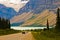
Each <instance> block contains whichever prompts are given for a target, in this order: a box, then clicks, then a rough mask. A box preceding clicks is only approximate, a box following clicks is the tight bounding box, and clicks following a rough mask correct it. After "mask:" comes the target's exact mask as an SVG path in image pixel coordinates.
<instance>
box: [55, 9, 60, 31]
mask: <svg viewBox="0 0 60 40" xmlns="http://www.w3.org/2000/svg"><path fill="white" fill-rule="evenodd" d="M55 29H56V30H57V31H60V9H59V8H58V9H57V18H56V26H55Z"/></svg>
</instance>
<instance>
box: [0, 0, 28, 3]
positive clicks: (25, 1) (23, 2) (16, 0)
mask: <svg viewBox="0 0 60 40" xmlns="http://www.w3.org/2000/svg"><path fill="white" fill-rule="evenodd" d="M5 1H6V2H7V1H8V2H9V3H13V4H19V3H27V2H28V0H25V1H24V0H0V2H5Z"/></svg>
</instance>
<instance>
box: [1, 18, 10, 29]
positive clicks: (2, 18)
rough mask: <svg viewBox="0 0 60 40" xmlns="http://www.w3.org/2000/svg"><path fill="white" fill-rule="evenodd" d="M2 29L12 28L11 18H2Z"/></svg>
mask: <svg viewBox="0 0 60 40" xmlns="http://www.w3.org/2000/svg"><path fill="white" fill-rule="evenodd" d="M0 29H10V20H8V19H4V18H0Z"/></svg>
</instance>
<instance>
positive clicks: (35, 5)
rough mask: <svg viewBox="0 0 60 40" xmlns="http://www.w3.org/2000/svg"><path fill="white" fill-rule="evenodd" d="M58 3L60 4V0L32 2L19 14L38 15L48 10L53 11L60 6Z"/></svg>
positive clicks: (20, 11) (34, 0) (32, 0)
mask: <svg viewBox="0 0 60 40" xmlns="http://www.w3.org/2000/svg"><path fill="white" fill-rule="evenodd" d="M58 2H60V0H30V1H29V2H28V3H27V4H26V5H25V6H24V7H22V8H21V9H20V10H19V12H18V14H22V13H24V12H29V11H32V12H33V13H36V14H37V13H41V12H42V11H43V10H46V9H49V10H53V9H56V8H58V7H59V6H60V4H58ZM55 3H56V4H55ZM53 11H55V10H53Z"/></svg>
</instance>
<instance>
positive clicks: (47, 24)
mask: <svg viewBox="0 0 60 40" xmlns="http://www.w3.org/2000/svg"><path fill="white" fill-rule="evenodd" d="M47 29H48V30H49V22H48V19H47Z"/></svg>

## Problem
Where the material contains pictures, leave them out and copy the rest verbatim.

## Output for this task
Each <instance> block contains whichever prompts are given for a target, in this order: a box, then clicks, then a rough mask. A box preceding clicks is only approximate, a box following clicks is the tight bounding box, and clicks following a rough mask correct it. After "mask:" comes the target's exact mask as an SVG path in image pixel coordinates.
<instance>
box: [55, 9, 60, 31]
mask: <svg viewBox="0 0 60 40" xmlns="http://www.w3.org/2000/svg"><path fill="white" fill-rule="evenodd" d="M55 29H56V30H57V31H60V9H59V8H58V9H57V18H56V26H55Z"/></svg>
</instance>
<instance>
box: [0, 0, 28, 3]
positive clicks: (25, 1) (23, 2) (16, 0)
mask: <svg viewBox="0 0 60 40" xmlns="http://www.w3.org/2000/svg"><path fill="white" fill-rule="evenodd" d="M5 1H6V2H7V1H8V2H9V3H13V4H19V3H27V2H28V0H25V1H24V0H0V2H5Z"/></svg>
</instance>
<instance>
box: [1, 18, 10, 29]
positive clicks: (2, 18)
rough mask: <svg viewBox="0 0 60 40" xmlns="http://www.w3.org/2000/svg"><path fill="white" fill-rule="evenodd" d="M2 29L12 28L11 18H2Z"/></svg>
mask: <svg viewBox="0 0 60 40" xmlns="http://www.w3.org/2000/svg"><path fill="white" fill-rule="evenodd" d="M0 29H10V20H8V19H4V18H0Z"/></svg>
</instance>
<instance>
positive clicks: (35, 5)
rough mask: <svg viewBox="0 0 60 40" xmlns="http://www.w3.org/2000/svg"><path fill="white" fill-rule="evenodd" d="M58 3L60 4V0L32 2L19 14L38 15L48 10L53 11L60 6Z"/></svg>
positive clicks: (20, 11) (34, 0) (32, 0)
mask: <svg viewBox="0 0 60 40" xmlns="http://www.w3.org/2000/svg"><path fill="white" fill-rule="evenodd" d="M58 2H60V0H30V1H29V2H28V3H27V4H26V5H25V6H24V7H22V8H21V9H20V10H19V12H18V14H22V13H24V12H29V11H32V12H33V13H36V14H37V13H41V12H42V11H43V10H46V9H49V10H53V9H56V8H58V7H59V6H60V4H58ZM55 3H56V4H55ZM53 11H55V10H53Z"/></svg>
</instance>
<instance>
positive clicks: (47, 24)
mask: <svg viewBox="0 0 60 40" xmlns="http://www.w3.org/2000/svg"><path fill="white" fill-rule="evenodd" d="M47 29H48V30H49V22H48V19H47Z"/></svg>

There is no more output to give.